-------- DATASET EXTRACT --------
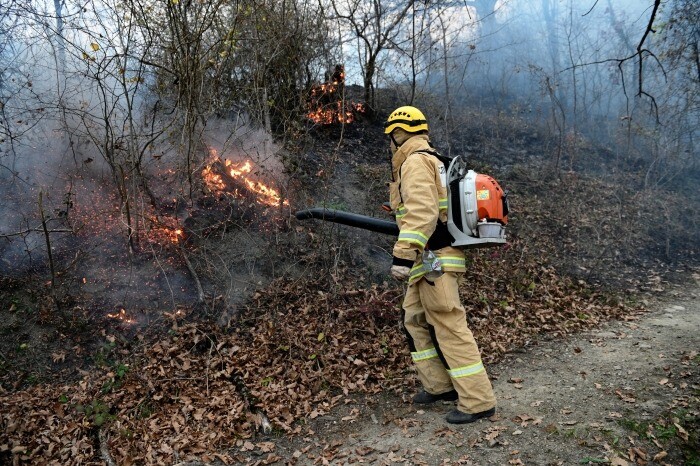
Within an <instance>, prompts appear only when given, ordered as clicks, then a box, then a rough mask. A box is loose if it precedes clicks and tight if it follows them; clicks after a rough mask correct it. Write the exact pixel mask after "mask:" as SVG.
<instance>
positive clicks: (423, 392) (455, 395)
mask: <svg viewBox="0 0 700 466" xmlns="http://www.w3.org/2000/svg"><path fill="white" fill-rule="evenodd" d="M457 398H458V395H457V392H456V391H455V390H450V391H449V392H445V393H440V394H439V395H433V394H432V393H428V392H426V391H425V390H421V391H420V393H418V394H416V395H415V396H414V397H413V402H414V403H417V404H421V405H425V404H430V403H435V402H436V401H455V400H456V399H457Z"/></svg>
--------
-------- DATASET EXTRACT --------
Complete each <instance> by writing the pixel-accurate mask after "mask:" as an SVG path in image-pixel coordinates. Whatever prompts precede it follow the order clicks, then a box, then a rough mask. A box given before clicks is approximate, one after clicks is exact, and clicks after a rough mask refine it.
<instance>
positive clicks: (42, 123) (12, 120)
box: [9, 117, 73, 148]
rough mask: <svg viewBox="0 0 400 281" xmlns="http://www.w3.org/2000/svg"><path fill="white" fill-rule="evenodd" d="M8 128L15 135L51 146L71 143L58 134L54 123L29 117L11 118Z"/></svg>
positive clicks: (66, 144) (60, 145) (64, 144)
--------
-------- DATASET EXTRACT --------
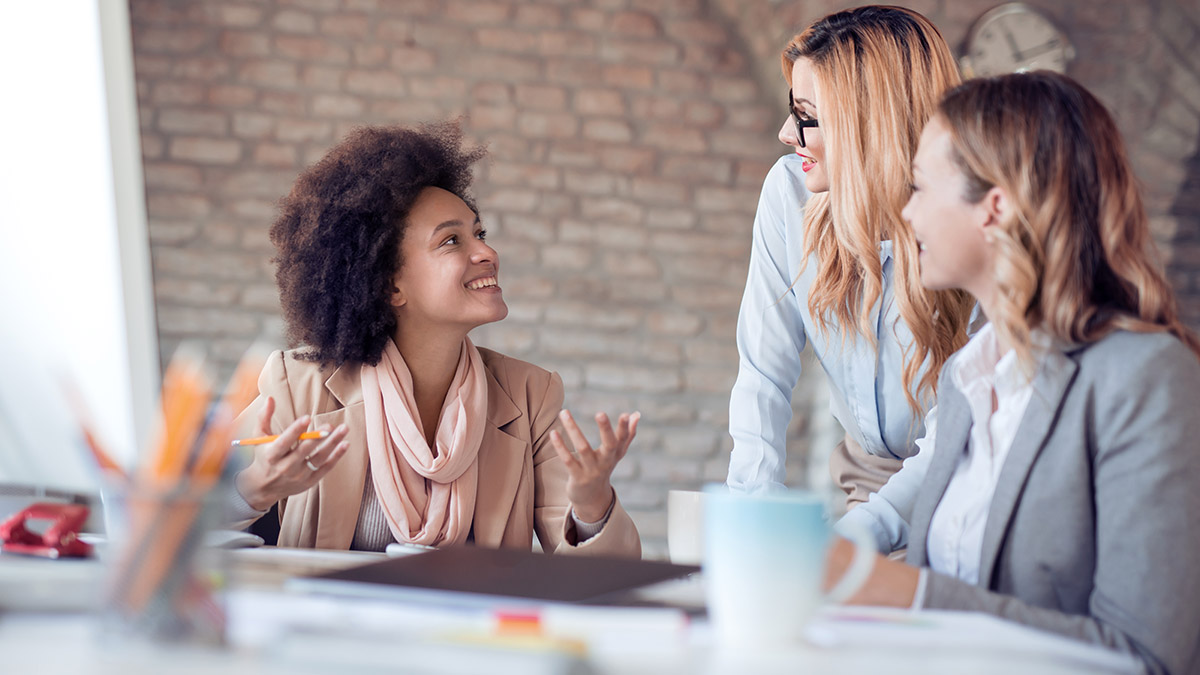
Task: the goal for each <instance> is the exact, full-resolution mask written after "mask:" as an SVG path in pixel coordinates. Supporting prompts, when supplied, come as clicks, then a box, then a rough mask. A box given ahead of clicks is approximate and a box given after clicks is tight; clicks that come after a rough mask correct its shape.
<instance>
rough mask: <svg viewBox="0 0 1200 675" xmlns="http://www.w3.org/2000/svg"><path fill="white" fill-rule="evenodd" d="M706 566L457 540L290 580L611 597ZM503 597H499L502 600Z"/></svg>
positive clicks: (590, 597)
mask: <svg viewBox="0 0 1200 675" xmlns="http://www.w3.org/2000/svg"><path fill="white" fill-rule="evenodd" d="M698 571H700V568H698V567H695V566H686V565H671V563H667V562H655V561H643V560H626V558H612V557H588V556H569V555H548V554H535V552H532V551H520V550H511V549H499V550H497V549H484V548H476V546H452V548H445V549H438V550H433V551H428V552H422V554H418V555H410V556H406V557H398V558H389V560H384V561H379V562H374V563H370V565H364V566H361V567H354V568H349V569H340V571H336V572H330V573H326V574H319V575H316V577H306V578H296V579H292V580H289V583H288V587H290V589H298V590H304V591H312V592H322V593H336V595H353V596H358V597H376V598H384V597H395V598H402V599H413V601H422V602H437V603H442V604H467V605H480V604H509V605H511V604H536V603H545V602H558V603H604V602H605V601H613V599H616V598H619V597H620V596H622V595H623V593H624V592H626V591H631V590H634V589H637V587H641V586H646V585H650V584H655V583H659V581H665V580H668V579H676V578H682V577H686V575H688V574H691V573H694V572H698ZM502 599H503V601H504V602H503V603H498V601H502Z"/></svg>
--------
Copy each line of the listing that contains the string "tight".

Within an <instance>, prompts appear only when given, ordered as clicks, then a box, then a rough mask. A box is loose if it precedes clicks and tight if it follows them; clicks after a rough mask correct it. Write the exact pixel mask after "mask:" as SVG.
Task: the goal for each <instance> is the exact, full-resolution mask written after "mask:" as an SVG path in pixel coordinates. Supporting prompts, when supplied, come as clicks, then a box, then a rough mask. A box given ahead of clicks is approximate and a box given after clicks is tight; clicks that come after a rough mask correct its shape.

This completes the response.